> YOUR TASKS
A. Answer these questions about the text on the photograph at the National Gallery:
(i) Which painter's landscape does the photograph hang beside?
(ii) Who took the photograph?
(iii) What is the name of the exhibition?
B. From the text on the photograph at the National Gallery, print everything from "A photograph of" down to "genre, John Constable.".

> DOCUMENT SECTION
++++++++++

A photograph of the British countryside has been placed among the oil paintings in the National Gallery – causing people idling past to do double-takes. You can see them wondering: “Is that a painting? It’s so smooth, so shiny, so flat.” The picture shows bright fields and skies, seen through a dark thicket: the sensation of looking out from a hidden nook makes it an introspective, hesitant work. Perhaps that’s why it hangs so well alongside a great landscape painting by the quiet and contemplative master of the genre, John Constable.

Richard Billingham’s shot has invaded the holy sanctum of high art that is the National’s permanent collection as part of Seduced By Art, an exhibition of past and present photography. The gallery is a temple to oil on canvas. What happens when you allow photographs among the daubs?

++++++++++

> RECORDS SHOWN
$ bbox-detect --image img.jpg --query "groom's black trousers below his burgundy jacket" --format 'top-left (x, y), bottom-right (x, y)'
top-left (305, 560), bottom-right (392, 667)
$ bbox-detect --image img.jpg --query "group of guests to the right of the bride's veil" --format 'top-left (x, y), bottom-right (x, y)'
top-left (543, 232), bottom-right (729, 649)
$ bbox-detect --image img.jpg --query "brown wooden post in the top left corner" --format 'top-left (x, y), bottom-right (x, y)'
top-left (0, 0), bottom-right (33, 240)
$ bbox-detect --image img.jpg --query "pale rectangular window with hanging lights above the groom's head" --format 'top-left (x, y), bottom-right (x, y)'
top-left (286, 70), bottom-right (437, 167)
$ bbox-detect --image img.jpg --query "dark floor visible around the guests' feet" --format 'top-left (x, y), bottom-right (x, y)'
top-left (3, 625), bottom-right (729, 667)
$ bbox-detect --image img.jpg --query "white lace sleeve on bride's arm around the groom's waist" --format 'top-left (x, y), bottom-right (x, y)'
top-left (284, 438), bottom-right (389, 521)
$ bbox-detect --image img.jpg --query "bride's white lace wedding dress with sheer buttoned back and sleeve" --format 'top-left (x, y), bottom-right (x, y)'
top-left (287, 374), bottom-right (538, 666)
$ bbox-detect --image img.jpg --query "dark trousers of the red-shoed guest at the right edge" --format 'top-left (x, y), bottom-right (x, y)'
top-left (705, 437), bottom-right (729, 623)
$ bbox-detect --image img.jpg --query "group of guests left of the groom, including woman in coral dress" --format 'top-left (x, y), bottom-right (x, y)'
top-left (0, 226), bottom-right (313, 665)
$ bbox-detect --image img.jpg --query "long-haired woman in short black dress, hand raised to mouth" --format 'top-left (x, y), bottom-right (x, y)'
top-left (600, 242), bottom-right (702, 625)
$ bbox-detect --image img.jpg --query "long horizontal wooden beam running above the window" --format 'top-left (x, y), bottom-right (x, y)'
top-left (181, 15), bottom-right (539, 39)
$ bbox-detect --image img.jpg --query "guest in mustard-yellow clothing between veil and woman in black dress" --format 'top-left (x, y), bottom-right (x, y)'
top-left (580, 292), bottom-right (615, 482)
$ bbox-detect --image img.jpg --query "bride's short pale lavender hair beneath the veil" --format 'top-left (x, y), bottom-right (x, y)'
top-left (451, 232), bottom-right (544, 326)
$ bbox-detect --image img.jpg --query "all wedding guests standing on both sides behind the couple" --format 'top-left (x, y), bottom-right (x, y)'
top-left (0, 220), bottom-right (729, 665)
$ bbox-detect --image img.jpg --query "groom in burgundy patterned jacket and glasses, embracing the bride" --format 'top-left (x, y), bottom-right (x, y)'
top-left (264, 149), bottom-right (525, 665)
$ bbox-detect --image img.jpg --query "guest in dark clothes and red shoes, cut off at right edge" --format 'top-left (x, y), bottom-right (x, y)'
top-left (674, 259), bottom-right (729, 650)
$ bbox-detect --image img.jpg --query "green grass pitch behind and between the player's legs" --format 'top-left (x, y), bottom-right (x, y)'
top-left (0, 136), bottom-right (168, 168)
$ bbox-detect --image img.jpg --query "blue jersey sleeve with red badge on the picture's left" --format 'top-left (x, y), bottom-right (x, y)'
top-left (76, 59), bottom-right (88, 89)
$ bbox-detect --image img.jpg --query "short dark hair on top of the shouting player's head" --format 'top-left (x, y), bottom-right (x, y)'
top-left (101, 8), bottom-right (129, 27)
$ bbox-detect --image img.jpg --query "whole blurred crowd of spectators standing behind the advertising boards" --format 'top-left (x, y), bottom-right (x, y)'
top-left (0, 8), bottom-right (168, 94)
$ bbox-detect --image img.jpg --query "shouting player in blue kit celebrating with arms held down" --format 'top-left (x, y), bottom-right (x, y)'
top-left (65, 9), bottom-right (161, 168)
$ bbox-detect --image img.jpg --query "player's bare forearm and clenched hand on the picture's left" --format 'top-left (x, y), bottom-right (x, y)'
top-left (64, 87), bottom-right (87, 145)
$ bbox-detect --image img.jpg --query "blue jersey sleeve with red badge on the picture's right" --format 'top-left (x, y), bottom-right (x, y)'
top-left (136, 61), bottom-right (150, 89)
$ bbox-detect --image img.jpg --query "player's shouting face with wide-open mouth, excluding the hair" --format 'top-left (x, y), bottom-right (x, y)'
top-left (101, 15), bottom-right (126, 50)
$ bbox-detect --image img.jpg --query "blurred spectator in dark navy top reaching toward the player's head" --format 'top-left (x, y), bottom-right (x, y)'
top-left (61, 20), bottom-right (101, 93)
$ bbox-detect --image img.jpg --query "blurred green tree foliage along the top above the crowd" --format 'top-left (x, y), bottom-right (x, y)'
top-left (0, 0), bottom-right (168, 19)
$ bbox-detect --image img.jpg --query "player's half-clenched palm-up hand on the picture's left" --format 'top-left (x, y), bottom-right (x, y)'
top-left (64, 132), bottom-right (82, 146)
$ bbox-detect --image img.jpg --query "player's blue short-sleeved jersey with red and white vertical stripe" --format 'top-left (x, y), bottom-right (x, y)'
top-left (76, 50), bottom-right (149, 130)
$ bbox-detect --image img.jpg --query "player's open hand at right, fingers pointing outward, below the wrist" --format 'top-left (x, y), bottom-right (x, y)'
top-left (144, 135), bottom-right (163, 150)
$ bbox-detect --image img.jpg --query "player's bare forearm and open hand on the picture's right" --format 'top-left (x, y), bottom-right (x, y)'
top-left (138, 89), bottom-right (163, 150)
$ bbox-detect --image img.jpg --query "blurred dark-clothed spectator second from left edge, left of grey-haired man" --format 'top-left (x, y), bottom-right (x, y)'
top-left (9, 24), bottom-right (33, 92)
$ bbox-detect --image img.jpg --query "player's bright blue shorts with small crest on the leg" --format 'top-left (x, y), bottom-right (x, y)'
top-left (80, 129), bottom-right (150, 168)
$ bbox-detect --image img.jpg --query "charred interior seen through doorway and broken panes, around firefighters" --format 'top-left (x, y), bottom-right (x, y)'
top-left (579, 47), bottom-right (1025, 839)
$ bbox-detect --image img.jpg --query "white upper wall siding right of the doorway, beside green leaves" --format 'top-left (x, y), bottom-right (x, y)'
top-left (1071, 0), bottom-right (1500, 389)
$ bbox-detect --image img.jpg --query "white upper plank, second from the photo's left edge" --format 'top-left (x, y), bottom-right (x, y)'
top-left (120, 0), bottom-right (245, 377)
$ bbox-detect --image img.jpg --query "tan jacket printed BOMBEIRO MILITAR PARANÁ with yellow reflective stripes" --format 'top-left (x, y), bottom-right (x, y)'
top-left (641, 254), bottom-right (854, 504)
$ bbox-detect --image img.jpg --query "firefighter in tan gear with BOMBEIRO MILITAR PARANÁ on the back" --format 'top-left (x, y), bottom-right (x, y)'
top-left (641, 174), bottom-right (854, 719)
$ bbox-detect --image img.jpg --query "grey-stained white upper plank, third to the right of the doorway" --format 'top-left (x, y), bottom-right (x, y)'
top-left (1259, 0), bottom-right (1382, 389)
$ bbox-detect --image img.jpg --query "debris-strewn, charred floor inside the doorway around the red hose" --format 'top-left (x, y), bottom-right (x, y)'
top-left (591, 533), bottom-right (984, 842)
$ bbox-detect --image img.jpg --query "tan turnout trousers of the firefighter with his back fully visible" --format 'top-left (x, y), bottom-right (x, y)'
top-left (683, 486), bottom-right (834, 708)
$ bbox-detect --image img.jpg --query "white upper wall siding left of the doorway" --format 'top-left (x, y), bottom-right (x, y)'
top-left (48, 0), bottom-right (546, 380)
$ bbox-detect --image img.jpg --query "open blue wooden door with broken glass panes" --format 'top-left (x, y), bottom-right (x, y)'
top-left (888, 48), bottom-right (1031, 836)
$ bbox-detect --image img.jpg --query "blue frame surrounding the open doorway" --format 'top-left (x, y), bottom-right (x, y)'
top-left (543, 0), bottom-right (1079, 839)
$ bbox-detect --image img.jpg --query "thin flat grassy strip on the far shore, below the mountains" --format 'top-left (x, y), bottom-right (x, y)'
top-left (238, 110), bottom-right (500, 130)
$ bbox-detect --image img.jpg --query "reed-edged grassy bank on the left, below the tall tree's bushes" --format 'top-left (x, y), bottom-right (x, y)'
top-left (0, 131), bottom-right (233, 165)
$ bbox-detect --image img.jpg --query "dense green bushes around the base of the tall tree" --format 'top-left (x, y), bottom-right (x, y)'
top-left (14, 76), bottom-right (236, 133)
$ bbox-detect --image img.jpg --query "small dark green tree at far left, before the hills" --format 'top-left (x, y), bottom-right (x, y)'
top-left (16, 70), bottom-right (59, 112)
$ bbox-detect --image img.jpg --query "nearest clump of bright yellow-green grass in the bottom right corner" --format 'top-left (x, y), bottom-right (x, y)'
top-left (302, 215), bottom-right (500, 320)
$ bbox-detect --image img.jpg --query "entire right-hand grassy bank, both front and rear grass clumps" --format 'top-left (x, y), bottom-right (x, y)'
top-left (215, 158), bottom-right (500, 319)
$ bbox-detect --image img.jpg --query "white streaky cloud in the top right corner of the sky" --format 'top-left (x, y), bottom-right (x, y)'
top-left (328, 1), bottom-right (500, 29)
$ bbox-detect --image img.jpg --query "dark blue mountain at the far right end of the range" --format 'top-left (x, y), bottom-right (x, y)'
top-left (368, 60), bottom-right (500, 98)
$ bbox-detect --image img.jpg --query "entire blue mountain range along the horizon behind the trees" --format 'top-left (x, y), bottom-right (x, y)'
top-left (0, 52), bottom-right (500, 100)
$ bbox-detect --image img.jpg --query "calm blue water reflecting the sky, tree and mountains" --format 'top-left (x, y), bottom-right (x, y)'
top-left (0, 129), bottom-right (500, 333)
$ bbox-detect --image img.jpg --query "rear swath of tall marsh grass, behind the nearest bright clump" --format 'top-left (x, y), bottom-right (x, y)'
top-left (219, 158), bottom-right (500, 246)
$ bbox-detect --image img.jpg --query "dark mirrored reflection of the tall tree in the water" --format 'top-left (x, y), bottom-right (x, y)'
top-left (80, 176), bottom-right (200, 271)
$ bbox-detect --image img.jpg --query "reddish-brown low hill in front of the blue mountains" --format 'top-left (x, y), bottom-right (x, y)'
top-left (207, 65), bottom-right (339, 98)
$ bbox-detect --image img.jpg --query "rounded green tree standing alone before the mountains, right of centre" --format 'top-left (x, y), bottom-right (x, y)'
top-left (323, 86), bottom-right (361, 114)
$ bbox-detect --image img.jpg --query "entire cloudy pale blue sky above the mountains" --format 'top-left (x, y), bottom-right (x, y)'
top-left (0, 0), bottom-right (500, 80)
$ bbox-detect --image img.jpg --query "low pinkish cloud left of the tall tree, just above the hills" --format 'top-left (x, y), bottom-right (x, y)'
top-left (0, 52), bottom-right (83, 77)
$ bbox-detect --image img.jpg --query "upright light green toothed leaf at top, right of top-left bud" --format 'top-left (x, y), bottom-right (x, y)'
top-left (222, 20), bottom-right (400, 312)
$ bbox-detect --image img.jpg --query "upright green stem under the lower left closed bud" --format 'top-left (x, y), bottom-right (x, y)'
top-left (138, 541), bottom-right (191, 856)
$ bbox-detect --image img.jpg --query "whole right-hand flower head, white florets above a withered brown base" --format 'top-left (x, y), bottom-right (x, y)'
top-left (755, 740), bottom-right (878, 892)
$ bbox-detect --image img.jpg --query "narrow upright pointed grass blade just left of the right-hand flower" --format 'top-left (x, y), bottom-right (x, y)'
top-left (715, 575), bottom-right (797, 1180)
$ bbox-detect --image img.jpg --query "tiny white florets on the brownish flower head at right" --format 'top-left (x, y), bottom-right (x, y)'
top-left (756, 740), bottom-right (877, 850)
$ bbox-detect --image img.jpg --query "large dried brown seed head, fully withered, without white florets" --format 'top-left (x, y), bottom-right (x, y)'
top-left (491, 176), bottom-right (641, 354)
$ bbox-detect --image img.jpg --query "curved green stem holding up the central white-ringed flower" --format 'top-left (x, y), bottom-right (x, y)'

++++++++++

> TASK ANSWERS
A.
(i) John Constable
(ii) Richard Billingham
(iii) Seduced By Art

B.
A photograph of the British countryside has been placed among the oil paintings in the National Gallery – causing people idling past to do double-takes. You can see them wondering: “Is that a painting? It’s so smooth, so shiny, so flat.” The picture shows bright fields and skies, seen through a dark thicket: the sensation of looking out from a hidden nook makes it an introspective, hesitant work. Perhaps that’s why it hangs so well alongside a great landscape painting by the quiet and contemplative master of the genre, John Constable.